== Exercise details ==
Rewrite the records below with "small houseplant" swapped in for every "small potted plant", changing nothing else, and omit the pictures from your version.
[start Information supplied]
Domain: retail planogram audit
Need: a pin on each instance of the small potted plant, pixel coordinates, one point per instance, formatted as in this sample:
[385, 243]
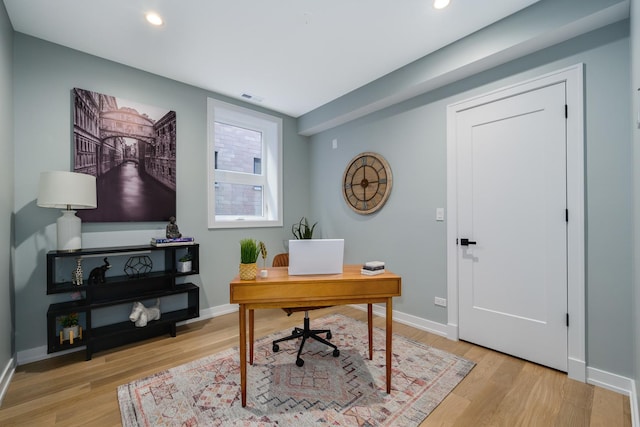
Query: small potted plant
[263, 252]
[184, 263]
[70, 327]
[249, 252]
[end Information supplied]
== Task output ==
Domain: retail planogram audit
Need: a pin on each instance of the small houseplant, pixel coordinates, one point per instance, formatted as in this sample:
[385, 243]
Query: small houseplant
[263, 252]
[184, 263]
[70, 327]
[249, 252]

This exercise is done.